## start Document
United States District Court, E.D. Michigan, Southern Division

May 15, 2019

LOUIS N. EZENABO, Plaintiff,
v.
CUSTOMS AND BORDER PROTECTION, ET AL., Defendants.

          Elizabeth A. Stafford, United States Magistrate Judge

          OPINION AND ORDER GRANTING DEFENDANTS' MOTIONTO DISMISS [#8]

          GERSHWIN A. DRAIN, UNITED STATES DISTRICT COURT JUDGE

         I. Introduction

         Plaintiff Louis Ezenabo, a Nigerian national, filed this Petition for a Writ of Mandamus seeking a court order requiring Immigration and Customs Enforcement (“ICE”) to facilitate his return to the United States, so that he can attend his immigration removal proceedings in person. Dkt. No. 1. Defendants move to dismiss Plaintiff's Writ for a lack of subject matter jurisdiction. Dkt. No. 8.

         Present before the Court is Defendants' Motion to Dismiss [#8]. The Court will decide the matter on the briefs and without a hearing. See E.D. Mich. LR 7.1(f)(2). For the reasons set forth below, the Court will GRANT the Motion [#8].

         II. Background

         Plaintiff is a Nigerian national who came to the United States in 1999 on an F-1 student visa. Dkt. No. 1, p. 5 (Pg. ID 5). He became a conditional lawful permanent resident on August 23, 2001. Id. at p. 6 (Pg. ID 6). After graduating from college, Plaintiff went on to attend Western Michigan University Law School, where he graduated with his Juris Doctor degree. Id. at p. 5 (Pg. ID 5). While in the United States, Plaintiff met and married his current wife, who is a United States citizen. Id. The couple have three young children, all who reside with Plaintiff's wife in Michigan. Id.

         On September 29, 2015, Plaintiff was removed from the United States to Nigeria due to the termination of his conditional permanent residency status. Id. at pp. 6-7 (Pg. ID 6-7). However, the Board of Immigration Appeals (“BIA”) reopened his case on January 4, 2016 based on an I-130 relative petition that Plaintiff's wife filed on his behalf. Id. at p. 7; Dkt. No. 12-2. Plaintiff will now have a hearing before the immigration court in Detroit, Michigan on July 16, 2019, at which time the court will consider Plaintiff's application for adjustment of status and determine whether he is removable. See Dkt. No. 12-5.

         As it stands, Plaintiff cannot enter into the United States to attend his hearing unless he obtains the proper documentation from ICE. Dkt. No. 1, p. 8 (Pg. ID 8). ICE maintains that Plaintiff's physical appearance at the hearing is not necessary. Id. Plaintiff therefore files this Writ of Mandamus seeking a court order requiring ICE to facilitate his return to the United States.
## end Document
## start Given records
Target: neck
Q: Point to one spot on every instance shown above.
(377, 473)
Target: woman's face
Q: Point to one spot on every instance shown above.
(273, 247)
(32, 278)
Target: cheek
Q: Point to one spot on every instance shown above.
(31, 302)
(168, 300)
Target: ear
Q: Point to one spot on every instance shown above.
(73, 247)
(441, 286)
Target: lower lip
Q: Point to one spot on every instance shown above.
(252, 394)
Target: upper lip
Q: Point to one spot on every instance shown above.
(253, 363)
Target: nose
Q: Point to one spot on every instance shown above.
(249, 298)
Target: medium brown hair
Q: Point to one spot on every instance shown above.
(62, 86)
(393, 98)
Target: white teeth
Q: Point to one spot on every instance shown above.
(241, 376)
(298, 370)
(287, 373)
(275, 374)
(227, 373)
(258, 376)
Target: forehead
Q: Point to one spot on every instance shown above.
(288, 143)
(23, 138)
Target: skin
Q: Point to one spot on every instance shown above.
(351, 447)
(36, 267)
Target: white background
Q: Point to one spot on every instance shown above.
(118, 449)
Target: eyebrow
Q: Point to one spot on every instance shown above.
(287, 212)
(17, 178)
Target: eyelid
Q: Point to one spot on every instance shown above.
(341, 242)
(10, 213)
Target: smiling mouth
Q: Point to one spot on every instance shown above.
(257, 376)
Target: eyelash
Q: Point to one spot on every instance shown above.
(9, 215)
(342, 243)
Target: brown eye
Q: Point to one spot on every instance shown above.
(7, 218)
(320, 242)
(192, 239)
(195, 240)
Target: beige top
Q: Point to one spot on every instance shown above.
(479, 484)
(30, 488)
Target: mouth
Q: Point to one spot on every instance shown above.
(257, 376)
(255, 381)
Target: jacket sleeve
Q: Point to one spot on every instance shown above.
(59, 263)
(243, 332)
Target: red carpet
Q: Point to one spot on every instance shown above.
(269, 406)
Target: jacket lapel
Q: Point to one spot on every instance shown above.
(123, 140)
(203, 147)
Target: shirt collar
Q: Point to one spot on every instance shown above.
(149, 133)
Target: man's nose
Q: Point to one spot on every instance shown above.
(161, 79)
## end Given records
### Requests
(1) In the court opinion, on what date did the Board of Immigration Appeals reopen the plaintiff's case?
(2) Set down word for word the section of the court opinion that begins at the words "I. Introduction" and stops after "Dkt. No. 8.".

### The solutions
(1) January 4, 2016

(2)
I. Introduction

         Plaintiff Louis Ezenabo, a Nigerian national, filed this Petition for a Writ of Mandamus seeking a court order requiring Immigration and Customs Enforcement (“ICE”) to facilitate his return to the United States, so that he can attend his immigration removal proceedings in person. Dkt. No. 1. Defendants move to dismiss Plaintiff's Writ for a lack of subject matter jurisdiction. Dkt. No. 8.